# [WHAT YOU SHOULD DO]
Return the whole listing, line for line, without the pictures in it.

# [GIVEN RECORDS]
========================================================================

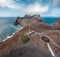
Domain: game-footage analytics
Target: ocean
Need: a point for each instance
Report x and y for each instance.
(50, 20)
(7, 27)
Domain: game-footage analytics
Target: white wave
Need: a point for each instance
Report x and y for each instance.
(50, 49)
(12, 35)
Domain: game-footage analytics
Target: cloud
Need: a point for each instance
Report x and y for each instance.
(8, 3)
(55, 2)
(37, 8)
(54, 13)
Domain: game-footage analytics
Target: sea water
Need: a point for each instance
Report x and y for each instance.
(50, 20)
(7, 27)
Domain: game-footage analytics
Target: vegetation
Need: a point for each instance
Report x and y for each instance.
(25, 39)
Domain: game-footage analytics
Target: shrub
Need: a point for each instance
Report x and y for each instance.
(25, 39)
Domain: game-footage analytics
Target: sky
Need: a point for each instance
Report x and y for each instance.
(14, 8)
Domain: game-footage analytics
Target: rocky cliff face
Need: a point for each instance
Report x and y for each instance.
(35, 47)
(57, 24)
(34, 20)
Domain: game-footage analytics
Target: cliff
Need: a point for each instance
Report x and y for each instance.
(35, 47)
(57, 24)
(34, 20)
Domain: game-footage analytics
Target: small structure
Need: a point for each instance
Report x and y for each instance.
(47, 41)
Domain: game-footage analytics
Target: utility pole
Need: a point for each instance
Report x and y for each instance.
(29, 28)
(50, 49)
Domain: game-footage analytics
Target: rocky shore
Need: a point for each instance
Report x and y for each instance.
(35, 47)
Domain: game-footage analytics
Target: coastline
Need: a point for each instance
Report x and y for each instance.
(12, 34)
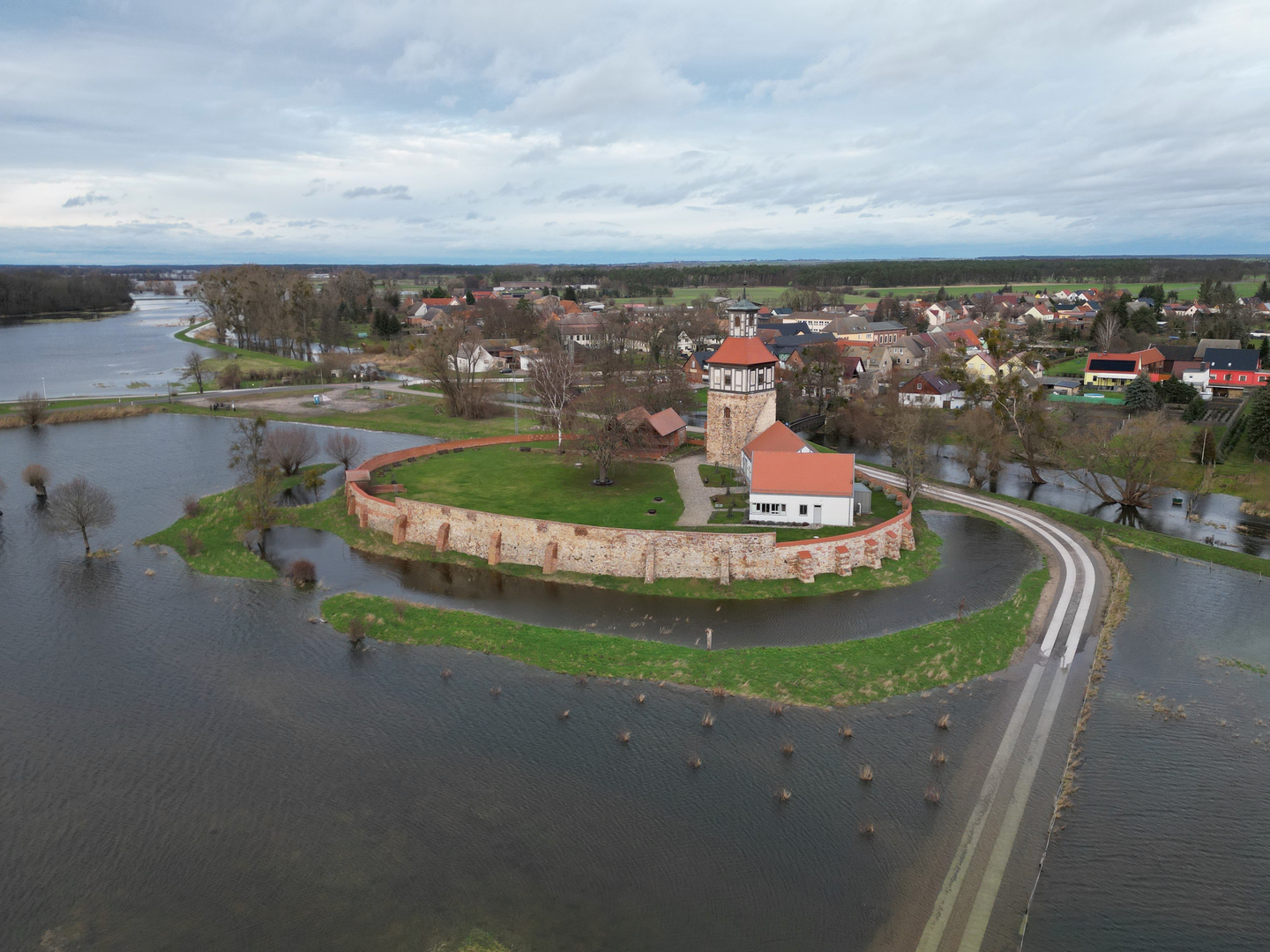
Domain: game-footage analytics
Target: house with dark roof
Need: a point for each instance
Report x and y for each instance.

========================================================================

# [CORRECT OUTPUT]
Domain: game-footage analytics
Target: ocean
Need: a point for each instance
Report x and y for each instance.
(50, 20)
(7, 27)
Domain: game-footage analytics
Target: white wave
Need: a point for each instance
Report x and y for each instance.
(50, 49)
(12, 35)
Domain: game-footage analytics
Target: cloud
Need: a point for each instance
Report x and y for each instance.
(8, 3)
(55, 2)
(37, 8)
(54, 13)
Domain: game-footage analytics
Target: sea water
Need: a point for each instance
Report x and y for each instance.
(50, 20)
(7, 27)
Domain: game-footage analytics
Target: vegetation
Need: a point for each instance
Report x and y for each instance.
(25, 39)
Domain: game-footage analytics
Target: shrub
Need: a point for each instance
Report x and y for each instance.
(25, 39)
Domain: game-footage analytics
Target: sky
Need: a point for each instance
Report x and y for each instance.
(14, 8)
Domain: game-footage analytics
Target: rocky cliff face
Need: a point for each instance
Report x and y for each instance.
(35, 47)
(57, 24)
(34, 20)
Domain: game-footage analytics
Target: cliff
Need: a point for each instance
Report x and y for each instance.
(35, 47)
(57, 24)
(34, 20)
Domain: game-footage analytics
Target: small structure
Need: a point for each instance
Report x and y for each instance.
(47, 41)
Domain: game-footage analytics
Target: utility pole
Need: a point for each instance
Report x and y for each instance.
(29, 28)
(50, 49)
Domain: game-footage analytics
Target: rocky shore
Need: a point for each instance
Report x and y for each instance.
(35, 47)
Domain: game-footage analytics
Target: coastline
Need: a point for each instance
Report x and y for each instance.
(12, 34)
Domain: game-footage analytics
Target: house with dark roof
Need: a point for each instance
Report x and y for each instance.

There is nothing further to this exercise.